___ EINTRÄGE ___

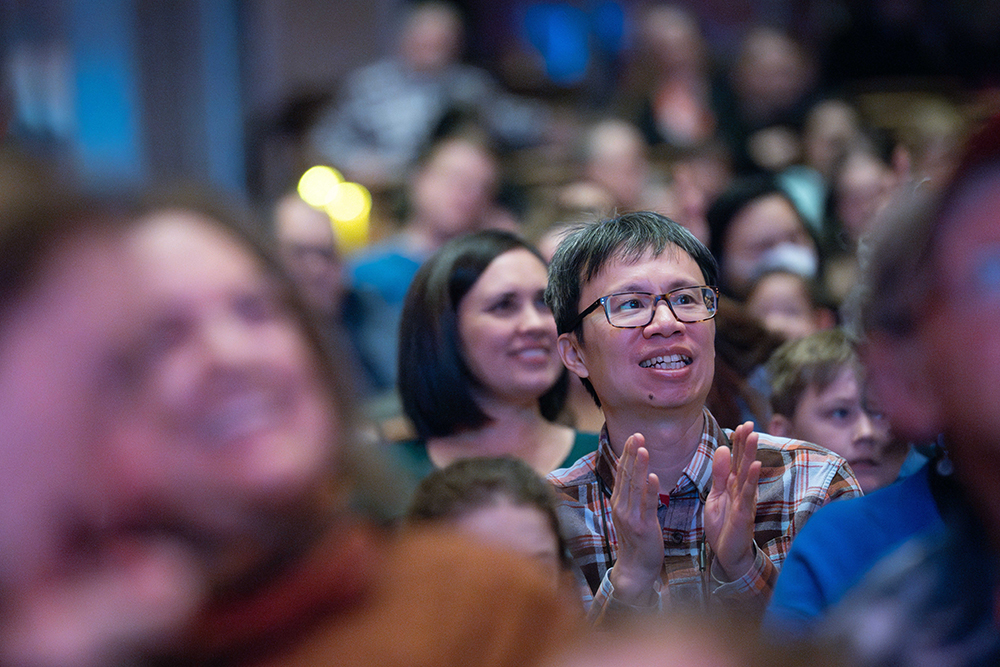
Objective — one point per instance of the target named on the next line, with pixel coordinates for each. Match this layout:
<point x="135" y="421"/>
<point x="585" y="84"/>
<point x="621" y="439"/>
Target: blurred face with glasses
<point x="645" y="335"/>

___
___ EINTRÄGE ___

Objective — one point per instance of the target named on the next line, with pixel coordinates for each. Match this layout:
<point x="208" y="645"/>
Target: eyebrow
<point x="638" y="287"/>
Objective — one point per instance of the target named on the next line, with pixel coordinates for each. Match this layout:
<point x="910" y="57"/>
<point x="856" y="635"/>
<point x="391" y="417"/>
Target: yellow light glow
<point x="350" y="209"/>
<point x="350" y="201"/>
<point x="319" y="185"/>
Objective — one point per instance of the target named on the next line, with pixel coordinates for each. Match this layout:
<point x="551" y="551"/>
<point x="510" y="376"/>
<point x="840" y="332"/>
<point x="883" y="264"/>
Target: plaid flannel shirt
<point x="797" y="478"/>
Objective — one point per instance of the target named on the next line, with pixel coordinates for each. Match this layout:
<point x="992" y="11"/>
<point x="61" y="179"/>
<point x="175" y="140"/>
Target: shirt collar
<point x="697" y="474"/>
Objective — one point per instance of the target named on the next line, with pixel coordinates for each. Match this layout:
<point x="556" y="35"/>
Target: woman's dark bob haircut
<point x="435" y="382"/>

___
___ EINTRÄGE ___

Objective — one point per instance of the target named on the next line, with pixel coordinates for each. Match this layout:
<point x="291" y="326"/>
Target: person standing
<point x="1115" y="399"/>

___

(GESTELLTE AUFGABE):
Bitte liste alle Zeilen der Einträge oben auf, in denen das Wort „shirt“ vorkommt. Dabei zählt die Groß- und Kleinschreibung.

(AUSGEARBEITETE LÖSUNG):
Target: plaid flannel shirt
Target: shirt collar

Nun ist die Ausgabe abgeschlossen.